__SET OF TASKS__.
(1) In the MacPorts compiler message, which compiler builds successfully but produces a crashing executable?
(2) Translate this sentence from the MacPorts compiler message into Spanish: "Yes, any number of programs have had bugs that only became apparent when building with a newer compiler."
(3) Write the next part of the MacPorts compiler message, starting after its final sentence.

__TEXT EXTRACT__.
----------------

MacPorts vs. Apple compiler issues, Handle

Joshua Root jmr at macports.org
Wed Mar 13 18:40:54 UTC 2024


On 13/3/2024 20:52, Riccardo Mottola wrote:
> I found a minor patch by Firefox to solve this namespace collision. So 
> for whatever reason Apple's did differently, it now compiles on all 
> compilers.
> 
> However clang9 generates a crashing executable. I tried on both 10.11 
> and 10.13.
> 
> - Apple clang: works fine
> - MacPorts clang 7: compiles & works
> - MacPorts clang 9 : compiles but fails
> 
> anybody has seen this behaviour in other software, perhaps smaller and 
> easier to test than ArcticFox?

Yes, any number of programs have had bugs that only became apparent when 
building with a newer compiler. But that's a very broad category, so 
without knowing the nature of the crash you're seeing, it's impossible 
to say what else might have had a similar problem.

----------------

__DATA ROWS__.
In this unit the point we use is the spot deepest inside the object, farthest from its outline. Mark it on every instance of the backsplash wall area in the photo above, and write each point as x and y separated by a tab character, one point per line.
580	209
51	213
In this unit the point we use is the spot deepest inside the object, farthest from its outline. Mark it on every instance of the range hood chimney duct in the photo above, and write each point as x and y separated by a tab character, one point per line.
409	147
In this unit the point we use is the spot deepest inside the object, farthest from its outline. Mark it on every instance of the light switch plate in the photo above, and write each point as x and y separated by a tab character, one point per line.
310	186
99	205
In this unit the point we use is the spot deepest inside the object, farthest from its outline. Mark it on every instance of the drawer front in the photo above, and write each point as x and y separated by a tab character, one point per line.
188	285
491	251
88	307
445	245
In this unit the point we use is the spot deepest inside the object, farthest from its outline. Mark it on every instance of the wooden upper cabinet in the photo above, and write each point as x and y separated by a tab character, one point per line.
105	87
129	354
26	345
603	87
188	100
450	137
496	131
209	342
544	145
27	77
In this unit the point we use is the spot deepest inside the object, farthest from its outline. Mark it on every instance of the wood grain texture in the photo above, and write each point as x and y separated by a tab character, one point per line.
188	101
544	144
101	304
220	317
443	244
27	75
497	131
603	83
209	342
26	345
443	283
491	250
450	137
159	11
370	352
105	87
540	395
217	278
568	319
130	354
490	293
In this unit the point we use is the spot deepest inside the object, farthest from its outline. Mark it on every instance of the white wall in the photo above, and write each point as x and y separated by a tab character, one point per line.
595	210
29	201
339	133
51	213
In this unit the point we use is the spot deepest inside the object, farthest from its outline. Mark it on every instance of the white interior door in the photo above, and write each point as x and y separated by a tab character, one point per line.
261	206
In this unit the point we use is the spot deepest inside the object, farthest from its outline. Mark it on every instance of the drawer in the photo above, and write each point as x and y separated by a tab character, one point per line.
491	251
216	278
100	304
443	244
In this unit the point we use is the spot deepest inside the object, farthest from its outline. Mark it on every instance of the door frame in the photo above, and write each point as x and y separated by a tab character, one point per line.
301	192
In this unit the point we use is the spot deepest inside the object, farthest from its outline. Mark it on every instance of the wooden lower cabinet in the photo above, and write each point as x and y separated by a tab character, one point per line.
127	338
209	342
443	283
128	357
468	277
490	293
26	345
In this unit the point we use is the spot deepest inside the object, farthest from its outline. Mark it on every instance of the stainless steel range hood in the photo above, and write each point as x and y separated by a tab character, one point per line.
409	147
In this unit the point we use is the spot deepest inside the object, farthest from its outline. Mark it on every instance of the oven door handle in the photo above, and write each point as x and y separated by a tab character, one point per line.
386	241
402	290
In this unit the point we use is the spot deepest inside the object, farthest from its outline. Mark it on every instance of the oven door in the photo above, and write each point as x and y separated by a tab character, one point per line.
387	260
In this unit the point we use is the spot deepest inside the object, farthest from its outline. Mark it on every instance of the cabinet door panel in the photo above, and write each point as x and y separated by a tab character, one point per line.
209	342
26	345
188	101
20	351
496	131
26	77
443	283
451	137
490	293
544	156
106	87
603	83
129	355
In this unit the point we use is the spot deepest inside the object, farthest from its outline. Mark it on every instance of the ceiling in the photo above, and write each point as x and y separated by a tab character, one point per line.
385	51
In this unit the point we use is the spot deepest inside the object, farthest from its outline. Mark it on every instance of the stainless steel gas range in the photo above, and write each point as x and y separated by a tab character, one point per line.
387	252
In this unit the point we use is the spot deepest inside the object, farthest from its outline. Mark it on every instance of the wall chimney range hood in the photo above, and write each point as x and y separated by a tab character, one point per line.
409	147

----------------

__ANSWERS TO THE TASKS__.
(1) MacPorts clang 9.

(2) Sí, cualquier cantidad de programas ha tenido errores que solo se hicieron evidentes al compilar con un compilador más reciente.

(3)
Bugs in clang are not unknown, but far more common is programs relying 
on certain behaviour for operations that have undefined behaviour 
according to the language standard. Or sometimes the layout of memory 
just shifts slightly, causing a previously benign buffer overflow to do 
damage. Sometimes a newer compiler will also default to a newer version 
of the language, so if that's the cause of the differing behaviour, you 
can use -std to change it back.

Otherwise, you have to do the hard work of debugging: Look at the crash 
report to see where and how the code is crashing, pay attention to 
compiler warnings, and systematically eliminate possibilities of what 
could be going wrong. Building with clang's sanitizers may be helpful, 
particularly -fsanitize=address and -fsanitize=undefined, though in a 
code base this size I wouldn't be surprised if they also detected 
hundreds of other potential issues.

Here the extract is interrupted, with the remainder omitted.